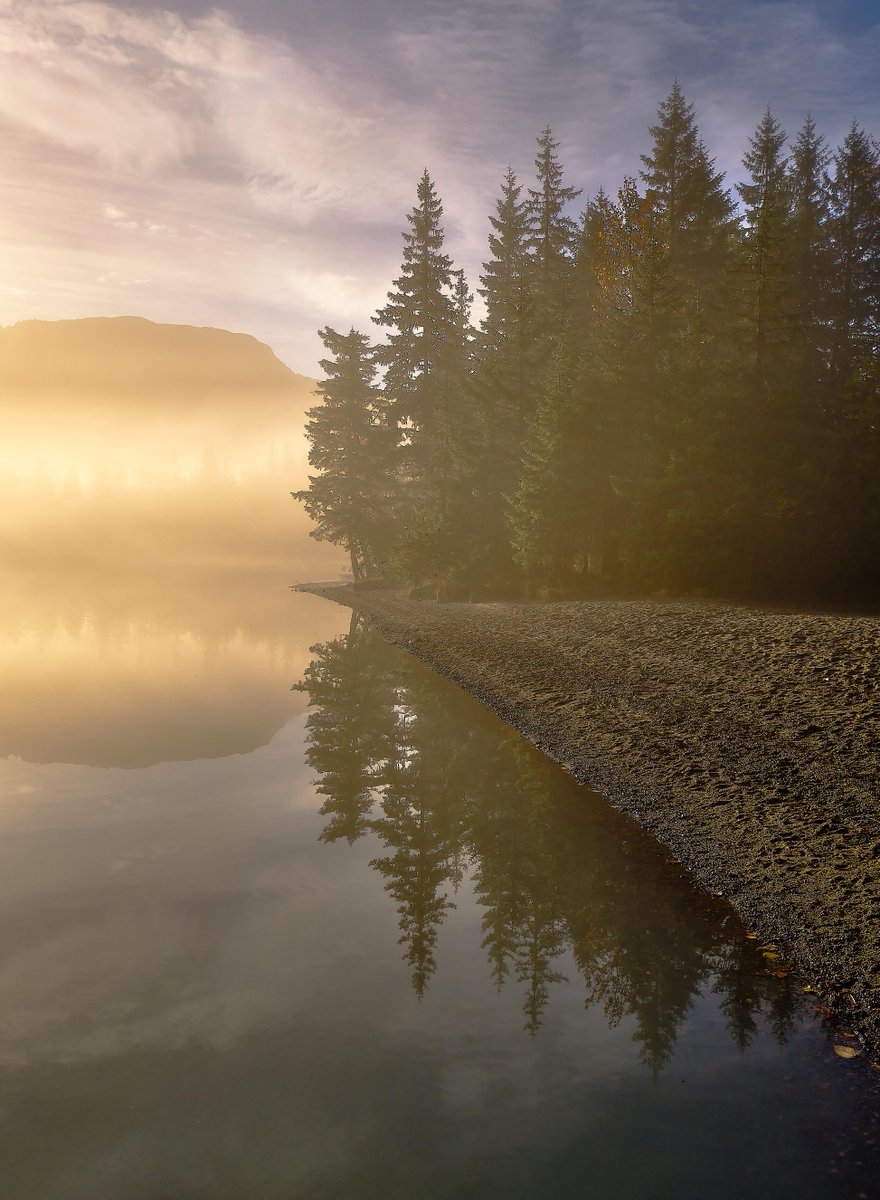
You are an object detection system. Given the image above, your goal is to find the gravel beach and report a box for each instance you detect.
[300,584,880,1058]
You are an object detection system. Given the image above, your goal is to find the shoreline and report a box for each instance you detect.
[299,582,880,1060]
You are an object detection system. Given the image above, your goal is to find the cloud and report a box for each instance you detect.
[0,0,877,372]
[0,1,423,223]
[96,268,152,287]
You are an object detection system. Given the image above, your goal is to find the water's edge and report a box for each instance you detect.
[297,582,880,1063]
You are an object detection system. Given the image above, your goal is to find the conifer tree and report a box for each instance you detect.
[823,123,880,588]
[293,327,394,579]
[787,114,833,402]
[373,171,475,586]
[471,168,537,582]
[640,83,734,288]
[480,168,534,363]
[626,85,738,586]
[374,170,457,436]
[828,122,880,380]
[737,109,791,380]
[527,127,582,336]
[639,83,735,407]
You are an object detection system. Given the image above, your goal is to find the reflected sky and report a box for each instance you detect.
[0,584,878,1199]
[0,573,346,767]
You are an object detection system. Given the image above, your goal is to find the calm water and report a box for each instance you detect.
[1,572,878,1199]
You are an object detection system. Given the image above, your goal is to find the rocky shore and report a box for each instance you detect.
[300,583,880,1060]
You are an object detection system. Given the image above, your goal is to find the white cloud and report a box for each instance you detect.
[0,0,877,372]
[0,1,421,221]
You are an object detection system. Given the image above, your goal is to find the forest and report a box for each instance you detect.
[296,85,880,601]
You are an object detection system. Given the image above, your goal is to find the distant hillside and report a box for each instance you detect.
[0,316,317,418]
[0,314,341,572]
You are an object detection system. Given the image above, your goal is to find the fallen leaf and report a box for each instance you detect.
[745,932,758,940]
[763,951,779,959]
[802,985,819,994]
[834,1044,860,1059]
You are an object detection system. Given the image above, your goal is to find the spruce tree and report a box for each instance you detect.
[639,83,735,405]
[374,169,457,437]
[828,122,880,380]
[373,171,474,587]
[787,114,833,403]
[472,168,536,584]
[737,109,791,380]
[629,84,738,588]
[527,127,582,337]
[824,123,880,589]
[293,326,394,580]
[640,82,734,288]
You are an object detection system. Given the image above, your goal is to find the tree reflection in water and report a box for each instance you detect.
[296,618,795,1071]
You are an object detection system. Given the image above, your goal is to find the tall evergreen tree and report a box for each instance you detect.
[639,82,735,410]
[639,82,734,290]
[373,171,475,587]
[823,123,880,589]
[374,170,457,437]
[737,109,791,380]
[628,84,739,588]
[527,127,582,338]
[787,113,833,405]
[471,168,537,583]
[828,122,880,380]
[293,326,394,579]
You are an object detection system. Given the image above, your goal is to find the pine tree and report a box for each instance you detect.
[373,171,475,587]
[624,85,739,588]
[823,123,880,590]
[293,327,394,579]
[787,114,833,402]
[527,127,582,338]
[373,169,456,458]
[737,109,791,380]
[471,168,537,584]
[639,83,735,402]
[640,83,734,290]
[828,122,880,380]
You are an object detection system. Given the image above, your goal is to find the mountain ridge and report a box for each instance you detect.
[0,316,316,405]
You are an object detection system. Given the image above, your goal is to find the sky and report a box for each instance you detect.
[1,0,878,374]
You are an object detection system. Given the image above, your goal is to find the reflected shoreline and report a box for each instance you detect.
[298,616,806,1069]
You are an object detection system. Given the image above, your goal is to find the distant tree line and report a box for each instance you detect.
[295,85,880,600]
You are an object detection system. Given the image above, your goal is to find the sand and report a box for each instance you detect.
[300,584,880,1058]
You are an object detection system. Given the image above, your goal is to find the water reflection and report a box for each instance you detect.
[299,617,800,1068]
[0,569,347,767]
[1,585,878,1199]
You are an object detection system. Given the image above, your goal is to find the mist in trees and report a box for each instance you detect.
[297,86,880,602]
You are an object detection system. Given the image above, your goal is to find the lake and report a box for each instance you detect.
[0,570,878,1199]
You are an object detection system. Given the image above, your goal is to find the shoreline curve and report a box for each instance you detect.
[297,582,880,1060]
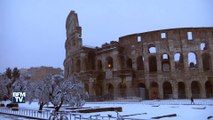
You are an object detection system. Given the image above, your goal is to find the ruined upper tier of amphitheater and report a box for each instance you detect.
[64,11,213,100]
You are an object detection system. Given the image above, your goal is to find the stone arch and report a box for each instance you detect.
[150,82,159,99]
[106,56,113,69]
[178,82,186,98]
[84,83,89,94]
[118,83,127,98]
[161,53,170,72]
[126,57,132,69]
[188,52,197,68]
[205,80,213,98]
[76,59,81,72]
[149,55,157,72]
[97,60,103,71]
[136,56,144,70]
[191,81,201,98]
[148,44,157,53]
[202,53,211,71]
[163,81,173,99]
[87,51,96,70]
[174,53,184,70]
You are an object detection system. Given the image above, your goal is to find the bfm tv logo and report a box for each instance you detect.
[12,92,26,103]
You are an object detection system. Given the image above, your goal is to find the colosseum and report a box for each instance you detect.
[64,11,213,100]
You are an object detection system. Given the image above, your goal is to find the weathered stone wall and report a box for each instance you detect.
[64,11,213,100]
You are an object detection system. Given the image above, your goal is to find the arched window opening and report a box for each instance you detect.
[76,59,81,72]
[149,55,157,72]
[191,81,201,98]
[174,53,184,70]
[88,51,96,70]
[178,82,186,98]
[188,52,197,68]
[163,82,173,99]
[97,60,103,71]
[200,42,207,51]
[202,53,211,71]
[162,54,169,60]
[150,82,159,99]
[106,56,113,69]
[161,54,170,72]
[126,58,132,69]
[137,56,144,70]
[148,45,157,54]
[205,81,213,98]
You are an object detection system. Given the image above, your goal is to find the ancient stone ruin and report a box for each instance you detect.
[64,11,213,100]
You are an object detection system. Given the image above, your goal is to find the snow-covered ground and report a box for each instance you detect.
[1,99,213,120]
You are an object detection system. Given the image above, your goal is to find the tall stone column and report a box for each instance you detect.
[158,82,164,99]
[89,78,95,96]
[185,82,191,98]
[112,51,120,71]
[102,57,106,71]
[156,54,162,73]
[183,53,189,72]
[197,51,203,72]
[144,55,149,73]
[80,53,86,72]
[131,53,137,70]
[200,81,206,98]
[211,53,213,71]
[170,53,175,72]
[172,82,178,99]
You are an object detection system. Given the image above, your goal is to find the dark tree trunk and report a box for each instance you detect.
[38,102,44,113]
[55,99,64,112]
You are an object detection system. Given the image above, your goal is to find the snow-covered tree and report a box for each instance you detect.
[50,75,88,111]
[0,75,9,101]
[4,67,20,100]
[33,74,88,112]
[12,75,28,92]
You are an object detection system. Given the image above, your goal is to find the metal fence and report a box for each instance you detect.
[0,107,144,120]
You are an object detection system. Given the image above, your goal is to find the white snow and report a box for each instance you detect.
[1,99,213,120]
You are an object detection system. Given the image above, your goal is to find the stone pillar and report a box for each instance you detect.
[144,55,149,73]
[200,81,206,98]
[158,82,164,99]
[185,82,192,98]
[80,53,87,72]
[170,53,176,72]
[89,78,95,96]
[172,82,178,99]
[197,51,203,72]
[102,57,107,71]
[156,54,162,73]
[211,53,213,71]
[112,51,120,71]
[131,54,137,70]
[183,53,189,72]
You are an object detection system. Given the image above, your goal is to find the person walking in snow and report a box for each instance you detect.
[191,97,195,104]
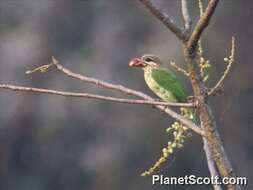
_ _ _
▸ Directions:
Go through the entries above and print each one exactly, minus the pictures.

▸ Finished task:
You are an object detection system. Given the image above, your goal is to find the gravel beach and report a box for each instance you detect.
[300,584,880,1058]
You are an object detection system. Given the image above, your goal is to find the shoreline and report a box for each instance you detect.
[299,582,880,1060]
You are an object detection system. Given the image above, your goal is to find the cloud and report a box for each instance you detect.
[0,0,877,372]
[0,1,423,223]
[96,268,152,287]
You are an object detection system. Given the image above, your goal is to find the water's edge and report a box for each instance you detect.
[297,582,880,1063]
You are an object detection system. Given the image above, your goal is to find the conifer tree and report a box for each instance you detect.
[823,123,880,588]
[293,327,394,579]
[787,114,833,402]
[373,171,475,586]
[471,168,537,582]
[640,83,734,288]
[480,168,534,363]
[626,85,738,586]
[374,170,457,436]
[828,122,880,380]
[737,109,791,380]
[527,127,582,336]
[639,83,735,407]
You are an object detection system. Given the image above, your goal is to find the reflected sky and report a box for each instance you detect.
[0,584,878,1199]
[0,573,346,767]
You are an object detection system. Given the image above, your goal is to find the calm water and report a box for each instance you detect.
[1,572,878,1199]
You are an object detection system. Given the image above, your goal is to find the rocky shore and report a box for each instance you detect.
[300,583,880,1060]
You are an object detection system. Given the image above, your goal is to find the white cloud and report a box for each instance you detect.
[0,0,877,372]
[0,1,421,221]
You are an object detection system. Given the image above, your goal is to find the forest and report a box for each instance you detect.
[296,85,880,601]
You are an object detection system. Given the image above, your goal is to find the distant hillside and report a box for each instance you detect.
[0,316,317,418]
[0,314,341,572]
You are an object detection system. Given the image above, your goal is to find the fallen leaf and report a box for each instance you detect.
[745,932,758,940]
[763,951,779,959]
[802,985,819,994]
[834,1044,860,1059]
You are an object detection system. Given the image above, your goal is to find the spruce tree and report a box for each instance you detect.
[639,83,735,405]
[374,169,457,437]
[828,122,880,380]
[373,171,474,587]
[787,114,833,403]
[472,168,536,584]
[737,109,791,380]
[629,84,738,588]
[527,127,582,337]
[824,123,880,589]
[293,326,394,580]
[640,82,734,288]
You are an object detection system. Given the image above, your goal is to find the tree reflection in water and report a box for each instance you detect.
[296,618,795,1071]
You are an object detection system. Given the image above, your goal is to find the tall evergreen tree and report a box for each instance you detect.
[639,82,735,410]
[639,82,734,290]
[373,171,475,587]
[823,123,880,589]
[374,170,457,437]
[737,109,791,380]
[628,84,739,588]
[527,127,582,338]
[787,113,833,405]
[471,168,537,583]
[828,122,880,380]
[293,326,394,579]
You are an object detection system. Given the image above, your goal is to find the pine tree and report a box for each instance you detect.
[373,171,475,587]
[624,85,739,588]
[823,123,880,590]
[293,327,394,579]
[787,114,833,402]
[527,127,582,338]
[373,169,456,458]
[737,109,791,380]
[471,168,537,584]
[639,83,735,402]
[640,83,734,290]
[828,122,880,380]
You are an object detection system. Given the image above, your goal is to find the mountain ridge and report a box for each instance you detect.
[0,316,316,405]
You are an object detection system. Given the image above, your goal is to find the sky and report a box for each instance you detect.
[1,0,878,374]
You are an object detection system. Given the image above, your goal is to find the reflected shoreline and report a box for each instance you detect.
[298,616,806,1069]
You are an object detection system. Given the image above, your goal is to find the distant tree line and report a box for each instance you detect.
[295,85,880,600]
You are an object detection system. Given the image above, your goal is to find the sand and report a box for each instance you detect.
[300,584,880,1058]
You are an object detection system. Given the image above, your goal is to find the water reflection and report a box for each instance you detect.
[299,617,800,1068]
[0,569,347,767]
[1,585,878,1199]
You are an object detection system. Given the image above, your goal is to find the mist in trees and report a box for each instance you detect.
[297,86,880,602]
You are an object detection system. Given the image above, your goal is to find the lake and report a box for each instance you detect.
[0,570,878,1199]
You are an object detection system. Given the image above, your goal is to find the shoreline curve and report a box for each instance you detect.
[297,582,880,1060]
You are an object detection system. Given the image above, your goal is to find the ruined upper tier of amphitheater and report a box for each instance you detect.
[64,11,213,100]
You are an object detection system. Given the image above, your goal is to find the stone arch and report a box for each instance you detect.
[150,82,159,99]
[106,56,113,69]
[178,82,186,98]
[84,83,89,94]
[118,83,127,98]
[161,53,170,72]
[126,57,132,69]
[188,52,197,68]
[205,80,213,98]
[76,59,81,72]
[149,55,157,72]
[97,60,103,71]
[136,56,144,70]
[191,81,201,98]
[148,44,157,53]
[202,53,211,71]
[163,81,173,99]
[87,51,96,70]
[174,53,184,70]
You are an object detection system. Given the image above, your goal is to find the bfm tv logo and report a box for each instance you detect.
[12,92,26,103]
You are an object detection system. Given the image above, your goal is to find the colosseum and report a box for each instance you detect.
[64,11,213,100]
You are an object detection system. Given the image above, your goal is to find the weathered stone wall and report a box for each instance you detect.
[64,11,213,100]
You are an object detection system. Given the image above, your goal is to find the arched window opening and report a box for each instance you detect.
[76,59,81,72]
[149,55,157,72]
[191,81,201,98]
[174,53,184,70]
[88,51,96,70]
[178,82,186,98]
[188,52,197,68]
[163,82,173,99]
[97,60,103,71]
[200,42,207,51]
[202,53,211,71]
[162,54,169,60]
[150,82,159,99]
[106,56,113,69]
[161,54,170,72]
[126,58,132,69]
[137,56,144,70]
[148,45,157,54]
[205,81,213,98]
You are an object detection system. Given the image above, your goal is to find the ancient stone ruin and report a box for each instance you detect.
[64,11,213,100]
You are an object detection system. Given the image above, your goal is to find the snow-covered ground and report a box for each instance you detect.
[1,99,213,120]
You are an object detection system. Given the image above, your goal is to find the tall stone column and report a box for each instance you detect.
[158,82,164,99]
[89,78,95,96]
[185,82,191,98]
[112,51,120,71]
[102,57,106,71]
[156,54,162,73]
[183,53,189,72]
[197,51,203,72]
[144,55,149,73]
[80,53,86,72]
[131,53,137,70]
[200,81,206,98]
[211,53,213,71]
[170,53,175,72]
[172,82,178,99]
You are an object detection system. Given the image above, your goal is to find the dark tree trunk and report a box for each instance you detect.
[38,102,44,113]
[55,99,64,112]
You are an object detection system. Given the image above, your goal is to find the snow-covered tree and report a box for each instance you detect.
[50,75,88,111]
[0,75,9,101]
[4,67,20,100]
[33,74,88,112]
[12,75,28,92]
You are an object detection system. Given the image above, your goal is to find the metal fence and report a box for each instance you detect.
[0,107,144,120]
You are an object detection system. Given the image above, your goal is to find the white snow and report a box for each instance you detect.
[1,99,213,120]
You are an object detection system. Given the image above, your goal is to find the stone pillar and report a box for each instance you detect.
[144,55,149,73]
[200,81,206,98]
[158,82,164,99]
[185,82,192,98]
[80,53,87,72]
[170,53,176,72]
[89,78,95,96]
[172,82,178,99]
[197,51,203,72]
[102,57,107,71]
[156,54,162,73]
[211,53,213,71]
[112,51,120,71]
[131,54,137,70]
[183,53,189,72]
You are an object detection system. Given the image above, your goal is to find the person walking in snow and report a box for each instance you detect.
[191,97,195,104]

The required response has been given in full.